Texto extraído →
* * *

Os bispos reunidos na 50ª Assembleia Geral (AG) em Aparecida (SP) divulgaram nesta terça-feira uma nota em defesa dos territórios e dos direitos dos povos indígenas, quilombolas, pescadores artesanais e demais populações tradicionais.
Diz a nota “Sem a garantia do acesso à terra, elemento base da cultura e da economia dessas populações, elas continuarão a sofrer opressão, marginalização, exclusão e expulsão, promovidas por empresas depredadoras, pelo turismo, a especulação imobiliária, o agronegócio e pelos projetos governamentais, como as grandes barragens, que têm invadido áreas cultivadas, alterando o ciclo da vida dos rios e provocando o despovoamento de suas margens”.
Os bispos lamentam o adiamento das demarcações e a exploração das terras dos povos tradicionais. Na nota, eles chamam a atenção para as condições do povo Guarani-Kaiwá, no Mato grosso do Sul, que estão vivendo “um verdadeiro genocídio”.
Em relação aos povos quilombolas, os bispos denunciam a morosidade no reconhecimento dos territórios. Para o presidente da
Comissão Pastoral da Terra (CPT), dom Enemézio Lazzaris, o que mais tem preocupado a CNBB não é somente a demarcação das terras, mas a reintegração daquelas ocupadas indevidamente. “Nós precisamos da demarcação mas também do reconhecimento das terras que já pertencem aos índios e aos quilombolas”.
Dom Enemézio explicou que no Pará, Maranhão, Mato Grosso do Norte e do Sul, são mais 50 dioceses com comunidades indígena. “Nesses locais temos uma corrida pela terra, se passa por cima de seus ocupantes, para que ela seja usada para o lucro, sem se levar em conta o meio ambiente e sem se respeitar as comunidades que ali sempre habitaram”.

* * *

Tarefa do exercício 1 →
Converta em lista numerada, omitindo as linhas em branco, as linhas dos registros abaixo entre a que contém "of the clear" e a que contém "<point>441,41</point>", inclusive.

* * *

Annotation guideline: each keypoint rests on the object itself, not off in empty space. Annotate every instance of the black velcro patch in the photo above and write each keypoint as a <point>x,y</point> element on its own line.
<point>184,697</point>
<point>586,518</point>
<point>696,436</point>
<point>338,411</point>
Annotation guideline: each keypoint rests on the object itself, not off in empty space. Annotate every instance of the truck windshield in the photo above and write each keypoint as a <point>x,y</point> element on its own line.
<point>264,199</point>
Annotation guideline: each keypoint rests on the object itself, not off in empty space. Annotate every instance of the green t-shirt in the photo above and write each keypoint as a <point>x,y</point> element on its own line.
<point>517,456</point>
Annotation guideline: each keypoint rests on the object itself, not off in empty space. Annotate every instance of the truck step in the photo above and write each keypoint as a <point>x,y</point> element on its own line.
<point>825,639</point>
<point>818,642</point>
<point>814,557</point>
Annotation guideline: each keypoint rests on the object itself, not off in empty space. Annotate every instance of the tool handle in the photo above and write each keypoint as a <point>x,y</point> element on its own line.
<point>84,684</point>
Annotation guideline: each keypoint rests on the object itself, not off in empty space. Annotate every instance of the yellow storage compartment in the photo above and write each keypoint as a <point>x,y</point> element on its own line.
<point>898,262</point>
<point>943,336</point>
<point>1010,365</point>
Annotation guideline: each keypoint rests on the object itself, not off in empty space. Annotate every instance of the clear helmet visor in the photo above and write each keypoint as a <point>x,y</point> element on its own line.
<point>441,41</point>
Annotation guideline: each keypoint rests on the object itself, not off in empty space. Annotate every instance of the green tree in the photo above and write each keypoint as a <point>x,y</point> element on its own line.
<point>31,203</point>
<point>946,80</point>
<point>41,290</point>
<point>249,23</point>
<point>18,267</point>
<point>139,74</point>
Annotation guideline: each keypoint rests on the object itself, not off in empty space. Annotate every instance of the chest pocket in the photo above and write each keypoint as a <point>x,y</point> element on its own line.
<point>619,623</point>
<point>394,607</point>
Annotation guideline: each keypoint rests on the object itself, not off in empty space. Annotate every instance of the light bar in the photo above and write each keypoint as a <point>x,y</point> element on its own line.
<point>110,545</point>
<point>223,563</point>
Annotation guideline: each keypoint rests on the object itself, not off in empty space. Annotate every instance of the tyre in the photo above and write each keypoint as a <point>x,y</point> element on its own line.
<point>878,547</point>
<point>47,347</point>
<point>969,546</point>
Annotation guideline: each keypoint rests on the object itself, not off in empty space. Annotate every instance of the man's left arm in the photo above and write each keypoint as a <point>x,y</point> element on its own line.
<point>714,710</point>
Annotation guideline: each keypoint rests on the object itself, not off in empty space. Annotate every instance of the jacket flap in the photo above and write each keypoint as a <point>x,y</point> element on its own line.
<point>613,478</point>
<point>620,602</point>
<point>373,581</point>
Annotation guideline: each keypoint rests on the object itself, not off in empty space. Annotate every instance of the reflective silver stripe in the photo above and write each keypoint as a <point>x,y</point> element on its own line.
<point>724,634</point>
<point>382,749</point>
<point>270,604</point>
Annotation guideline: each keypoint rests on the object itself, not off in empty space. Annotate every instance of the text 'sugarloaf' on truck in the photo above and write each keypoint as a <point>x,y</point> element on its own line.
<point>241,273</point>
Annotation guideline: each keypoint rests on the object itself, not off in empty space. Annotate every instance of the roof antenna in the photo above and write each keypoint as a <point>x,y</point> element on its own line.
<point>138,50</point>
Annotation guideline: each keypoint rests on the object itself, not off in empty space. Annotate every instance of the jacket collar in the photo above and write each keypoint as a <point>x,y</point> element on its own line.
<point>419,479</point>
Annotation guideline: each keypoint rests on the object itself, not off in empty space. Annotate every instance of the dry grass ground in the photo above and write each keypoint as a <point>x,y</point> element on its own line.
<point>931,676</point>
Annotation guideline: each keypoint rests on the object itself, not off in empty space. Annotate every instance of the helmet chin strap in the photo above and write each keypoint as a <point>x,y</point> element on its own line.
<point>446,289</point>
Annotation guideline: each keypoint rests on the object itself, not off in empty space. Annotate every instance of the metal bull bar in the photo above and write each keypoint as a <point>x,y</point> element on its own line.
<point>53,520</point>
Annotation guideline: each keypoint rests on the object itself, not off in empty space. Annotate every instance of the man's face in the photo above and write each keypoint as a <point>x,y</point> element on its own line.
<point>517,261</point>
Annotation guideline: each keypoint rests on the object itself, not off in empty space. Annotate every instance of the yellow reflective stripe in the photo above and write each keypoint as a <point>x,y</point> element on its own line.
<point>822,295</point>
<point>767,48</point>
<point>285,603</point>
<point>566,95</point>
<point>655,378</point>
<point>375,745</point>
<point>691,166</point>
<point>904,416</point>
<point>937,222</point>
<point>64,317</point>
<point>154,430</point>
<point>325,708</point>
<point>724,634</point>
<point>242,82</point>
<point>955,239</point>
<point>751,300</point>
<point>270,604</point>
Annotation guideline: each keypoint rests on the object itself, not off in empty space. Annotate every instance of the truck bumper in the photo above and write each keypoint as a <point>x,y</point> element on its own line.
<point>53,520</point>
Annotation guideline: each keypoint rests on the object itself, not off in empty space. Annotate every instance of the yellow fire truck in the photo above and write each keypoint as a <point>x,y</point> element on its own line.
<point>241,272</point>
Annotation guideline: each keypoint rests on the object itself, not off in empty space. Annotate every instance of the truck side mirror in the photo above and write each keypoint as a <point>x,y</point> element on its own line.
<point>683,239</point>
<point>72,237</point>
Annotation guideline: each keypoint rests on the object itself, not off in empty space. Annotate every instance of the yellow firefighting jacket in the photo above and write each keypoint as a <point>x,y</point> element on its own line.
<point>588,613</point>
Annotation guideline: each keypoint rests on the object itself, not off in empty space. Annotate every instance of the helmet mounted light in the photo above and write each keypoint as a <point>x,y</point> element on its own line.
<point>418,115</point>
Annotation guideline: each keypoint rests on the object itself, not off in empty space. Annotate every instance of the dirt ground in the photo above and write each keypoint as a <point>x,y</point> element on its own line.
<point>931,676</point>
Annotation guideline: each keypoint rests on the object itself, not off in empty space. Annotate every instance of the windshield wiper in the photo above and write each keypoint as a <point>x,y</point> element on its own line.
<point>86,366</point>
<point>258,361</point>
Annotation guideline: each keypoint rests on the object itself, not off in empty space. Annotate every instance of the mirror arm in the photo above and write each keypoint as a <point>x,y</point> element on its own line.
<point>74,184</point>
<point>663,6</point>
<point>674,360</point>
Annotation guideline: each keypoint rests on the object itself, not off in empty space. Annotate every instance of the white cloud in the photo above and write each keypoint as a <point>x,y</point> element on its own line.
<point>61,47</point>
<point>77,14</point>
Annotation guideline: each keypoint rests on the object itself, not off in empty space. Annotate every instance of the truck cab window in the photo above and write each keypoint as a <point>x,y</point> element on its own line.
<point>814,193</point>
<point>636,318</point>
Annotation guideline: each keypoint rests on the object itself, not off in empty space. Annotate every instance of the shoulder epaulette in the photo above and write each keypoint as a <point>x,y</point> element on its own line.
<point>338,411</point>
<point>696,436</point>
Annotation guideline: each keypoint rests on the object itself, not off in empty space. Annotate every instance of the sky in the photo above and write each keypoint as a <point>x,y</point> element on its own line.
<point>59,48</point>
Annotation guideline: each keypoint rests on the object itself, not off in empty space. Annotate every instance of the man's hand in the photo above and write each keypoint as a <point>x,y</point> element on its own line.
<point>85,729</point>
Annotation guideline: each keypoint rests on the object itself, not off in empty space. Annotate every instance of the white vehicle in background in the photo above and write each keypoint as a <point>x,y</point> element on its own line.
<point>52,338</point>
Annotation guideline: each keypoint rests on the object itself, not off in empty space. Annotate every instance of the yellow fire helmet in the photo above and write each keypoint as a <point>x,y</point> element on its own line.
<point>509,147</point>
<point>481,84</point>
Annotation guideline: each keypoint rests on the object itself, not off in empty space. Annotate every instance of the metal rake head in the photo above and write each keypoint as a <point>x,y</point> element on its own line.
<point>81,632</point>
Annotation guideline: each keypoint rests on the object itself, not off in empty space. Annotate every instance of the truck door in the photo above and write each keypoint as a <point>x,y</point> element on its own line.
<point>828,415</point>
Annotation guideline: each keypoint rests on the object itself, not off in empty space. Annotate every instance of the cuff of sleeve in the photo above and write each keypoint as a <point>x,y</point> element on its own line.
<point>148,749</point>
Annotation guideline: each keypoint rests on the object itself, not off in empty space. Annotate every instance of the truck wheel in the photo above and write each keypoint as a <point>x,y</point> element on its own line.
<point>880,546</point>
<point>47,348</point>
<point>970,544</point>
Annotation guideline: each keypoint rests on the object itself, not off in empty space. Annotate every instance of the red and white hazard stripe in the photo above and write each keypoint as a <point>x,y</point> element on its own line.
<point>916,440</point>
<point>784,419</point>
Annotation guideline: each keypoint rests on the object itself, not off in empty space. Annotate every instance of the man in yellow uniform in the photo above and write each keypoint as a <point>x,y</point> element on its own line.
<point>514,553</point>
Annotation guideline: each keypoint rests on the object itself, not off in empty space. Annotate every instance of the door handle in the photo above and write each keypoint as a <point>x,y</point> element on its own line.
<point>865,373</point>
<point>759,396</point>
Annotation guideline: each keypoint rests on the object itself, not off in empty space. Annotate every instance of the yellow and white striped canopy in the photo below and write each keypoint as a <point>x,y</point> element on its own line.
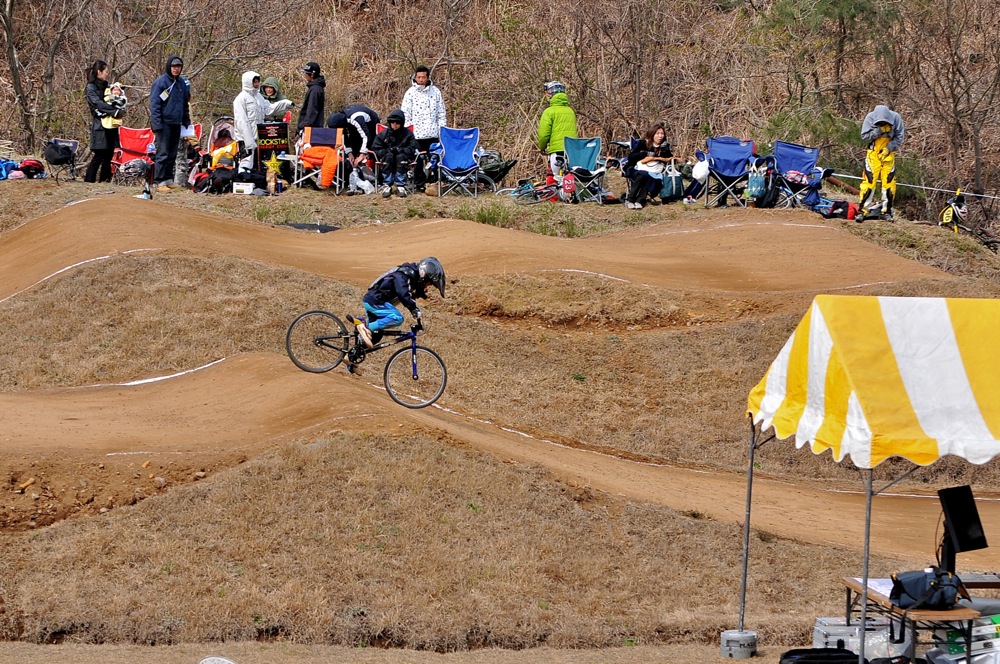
<point>877,377</point>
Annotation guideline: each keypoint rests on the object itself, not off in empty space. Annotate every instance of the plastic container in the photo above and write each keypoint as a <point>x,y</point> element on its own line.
<point>736,644</point>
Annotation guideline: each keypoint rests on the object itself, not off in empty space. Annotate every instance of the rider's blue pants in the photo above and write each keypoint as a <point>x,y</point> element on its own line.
<point>382,316</point>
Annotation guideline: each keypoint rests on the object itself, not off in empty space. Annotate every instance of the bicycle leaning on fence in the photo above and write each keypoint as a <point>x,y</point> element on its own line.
<point>414,376</point>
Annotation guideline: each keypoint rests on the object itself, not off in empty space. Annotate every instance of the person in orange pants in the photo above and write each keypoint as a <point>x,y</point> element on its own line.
<point>325,158</point>
<point>884,131</point>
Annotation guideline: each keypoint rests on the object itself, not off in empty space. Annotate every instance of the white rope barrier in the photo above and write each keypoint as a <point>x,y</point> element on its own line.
<point>917,186</point>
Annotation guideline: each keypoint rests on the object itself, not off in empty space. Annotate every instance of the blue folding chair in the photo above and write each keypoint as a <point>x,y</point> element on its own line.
<point>582,156</point>
<point>458,169</point>
<point>798,176</point>
<point>729,161</point>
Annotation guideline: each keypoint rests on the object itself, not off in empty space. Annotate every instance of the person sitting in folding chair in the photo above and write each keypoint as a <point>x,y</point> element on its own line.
<point>645,166</point>
<point>395,148</point>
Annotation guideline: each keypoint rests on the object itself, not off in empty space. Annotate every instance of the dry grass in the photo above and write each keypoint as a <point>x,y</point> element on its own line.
<point>379,541</point>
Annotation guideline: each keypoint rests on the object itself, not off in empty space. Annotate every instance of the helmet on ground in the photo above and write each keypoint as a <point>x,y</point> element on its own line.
<point>958,205</point>
<point>135,168</point>
<point>553,87</point>
<point>431,272</point>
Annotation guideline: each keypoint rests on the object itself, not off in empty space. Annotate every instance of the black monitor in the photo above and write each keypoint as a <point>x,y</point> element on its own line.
<point>963,531</point>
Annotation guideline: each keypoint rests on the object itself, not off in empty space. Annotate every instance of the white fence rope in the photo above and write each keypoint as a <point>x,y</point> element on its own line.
<point>917,186</point>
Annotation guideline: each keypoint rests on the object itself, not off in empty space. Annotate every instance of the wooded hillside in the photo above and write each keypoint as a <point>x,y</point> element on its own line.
<point>799,70</point>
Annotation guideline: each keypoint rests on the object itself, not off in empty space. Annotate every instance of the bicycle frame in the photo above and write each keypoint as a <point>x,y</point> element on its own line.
<point>357,354</point>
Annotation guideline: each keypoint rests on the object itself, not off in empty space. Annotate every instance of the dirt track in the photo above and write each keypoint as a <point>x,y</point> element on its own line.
<point>209,415</point>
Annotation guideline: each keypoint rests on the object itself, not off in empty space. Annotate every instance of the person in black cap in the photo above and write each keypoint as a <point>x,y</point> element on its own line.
<point>313,111</point>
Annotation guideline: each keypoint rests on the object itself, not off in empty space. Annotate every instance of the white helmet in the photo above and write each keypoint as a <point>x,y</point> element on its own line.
<point>431,272</point>
<point>553,87</point>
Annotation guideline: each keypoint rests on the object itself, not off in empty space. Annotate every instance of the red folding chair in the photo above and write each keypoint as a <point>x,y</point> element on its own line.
<point>134,145</point>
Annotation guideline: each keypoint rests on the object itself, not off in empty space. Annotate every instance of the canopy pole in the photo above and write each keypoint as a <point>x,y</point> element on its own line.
<point>746,522</point>
<point>864,568</point>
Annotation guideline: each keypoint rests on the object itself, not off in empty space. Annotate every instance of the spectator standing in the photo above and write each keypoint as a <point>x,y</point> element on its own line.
<point>249,110</point>
<point>270,90</point>
<point>557,122</point>
<point>314,105</point>
<point>884,131</point>
<point>359,124</point>
<point>423,109</point>
<point>169,110</point>
<point>103,140</point>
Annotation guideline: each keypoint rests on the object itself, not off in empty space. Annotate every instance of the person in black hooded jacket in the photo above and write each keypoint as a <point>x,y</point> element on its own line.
<point>395,148</point>
<point>313,111</point>
<point>169,110</point>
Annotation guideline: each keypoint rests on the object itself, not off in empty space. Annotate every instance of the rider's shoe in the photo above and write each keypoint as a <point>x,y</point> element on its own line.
<point>365,334</point>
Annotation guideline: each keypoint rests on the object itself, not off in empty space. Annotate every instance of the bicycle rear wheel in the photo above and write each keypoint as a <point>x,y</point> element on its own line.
<point>317,341</point>
<point>415,377</point>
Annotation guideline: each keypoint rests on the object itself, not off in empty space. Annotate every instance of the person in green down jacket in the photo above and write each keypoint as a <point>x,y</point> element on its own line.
<point>557,122</point>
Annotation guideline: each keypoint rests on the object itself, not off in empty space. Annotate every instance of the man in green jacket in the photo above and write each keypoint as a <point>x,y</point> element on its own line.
<point>557,122</point>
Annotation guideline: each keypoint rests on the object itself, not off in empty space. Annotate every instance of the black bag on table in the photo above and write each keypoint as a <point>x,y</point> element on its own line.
<point>257,178</point>
<point>936,589</point>
<point>819,656</point>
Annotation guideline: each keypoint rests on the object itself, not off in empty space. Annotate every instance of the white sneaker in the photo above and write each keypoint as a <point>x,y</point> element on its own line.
<point>365,334</point>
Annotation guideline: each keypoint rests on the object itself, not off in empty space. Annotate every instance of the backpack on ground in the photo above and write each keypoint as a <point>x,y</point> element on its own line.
<point>6,166</point>
<point>56,154</point>
<point>32,168</point>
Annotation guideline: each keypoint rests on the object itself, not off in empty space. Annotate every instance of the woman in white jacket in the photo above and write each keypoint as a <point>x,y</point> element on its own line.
<point>424,109</point>
<point>249,109</point>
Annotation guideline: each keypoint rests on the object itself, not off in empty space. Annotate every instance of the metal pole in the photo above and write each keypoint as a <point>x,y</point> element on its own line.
<point>864,569</point>
<point>746,523</point>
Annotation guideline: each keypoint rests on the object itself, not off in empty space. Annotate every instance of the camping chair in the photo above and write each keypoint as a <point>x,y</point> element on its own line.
<point>798,176</point>
<point>307,168</point>
<point>582,155</point>
<point>728,169</point>
<point>60,153</point>
<point>134,145</point>
<point>458,169</point>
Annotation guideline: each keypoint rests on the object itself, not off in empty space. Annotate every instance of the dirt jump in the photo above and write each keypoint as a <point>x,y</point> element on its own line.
<point>237,407</point>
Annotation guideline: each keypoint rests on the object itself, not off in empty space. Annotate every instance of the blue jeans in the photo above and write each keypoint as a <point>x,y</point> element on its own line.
<point>382,316</point>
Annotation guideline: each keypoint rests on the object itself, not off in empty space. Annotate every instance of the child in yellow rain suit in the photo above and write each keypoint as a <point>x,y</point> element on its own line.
<point>884,131</point>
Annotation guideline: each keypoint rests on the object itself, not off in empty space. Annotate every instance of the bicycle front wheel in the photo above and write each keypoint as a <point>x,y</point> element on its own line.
<point>317,341</point>
<point>415,377</point>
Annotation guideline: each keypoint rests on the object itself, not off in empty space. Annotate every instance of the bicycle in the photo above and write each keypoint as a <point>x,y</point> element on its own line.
<point>414,376</point>
<point>528,192</point>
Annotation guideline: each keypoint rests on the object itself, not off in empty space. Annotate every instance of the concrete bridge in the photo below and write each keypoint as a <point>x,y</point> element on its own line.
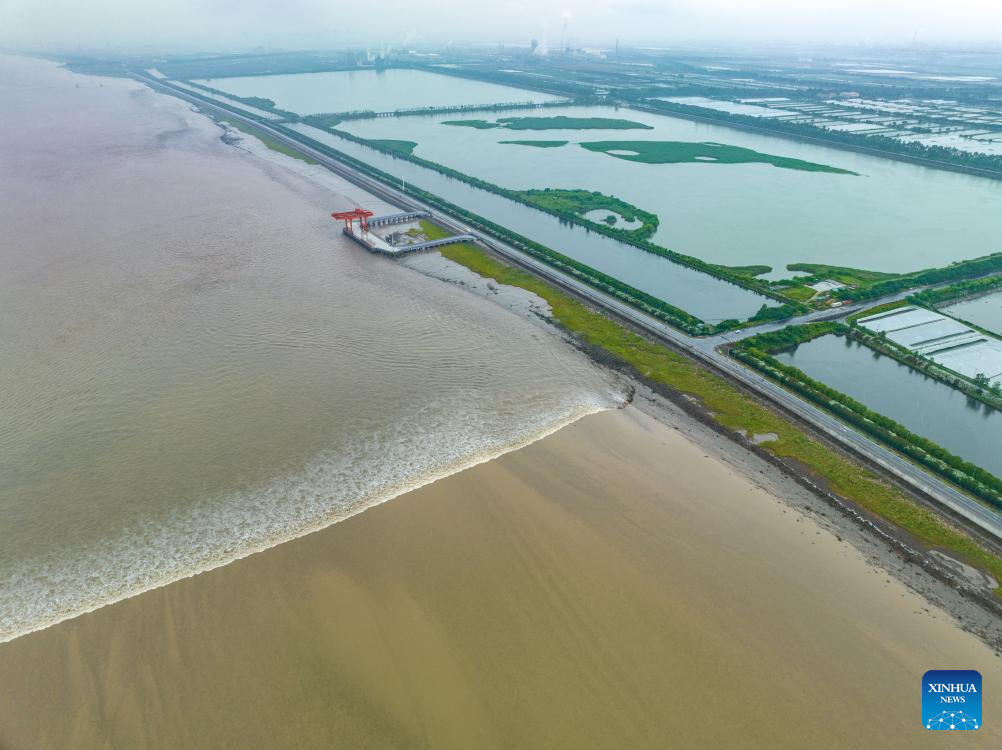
<point>375,243</point>
<point>398,218</point>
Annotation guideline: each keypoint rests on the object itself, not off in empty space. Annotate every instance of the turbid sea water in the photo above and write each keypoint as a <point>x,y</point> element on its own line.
<point>893,216</point>
<point>194,363</point>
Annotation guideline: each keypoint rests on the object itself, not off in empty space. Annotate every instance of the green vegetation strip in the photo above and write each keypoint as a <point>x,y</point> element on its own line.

* * *

Tarefa do exercício 2 →
Reproduza o trecho do texto sobre a nota dos bispos em defesa dos povos tradicionais que vai de "Os bispos reunidos" até "demais populações tradicionais.", inclusive.

Solução escrita 1 →
1. Annotation guideline: each keypoint rests on the object itself, not off in empty space. Annotate every instance of the clear helmet visor in the photo above and write each keypoint as a <point>x,y</point> element on its own line.
2. <point>441,41</point>

Solução escrita 2 →
Os bispos reunidos na 50ª Assembleia Geral (AG) em Aparecida (SP) divulgaram nesta terça-feira uma nota em defesa dos territórios e dos direitos dos povos indígenas, quilombolas, pescadores artesanais e demais populações tradicionais.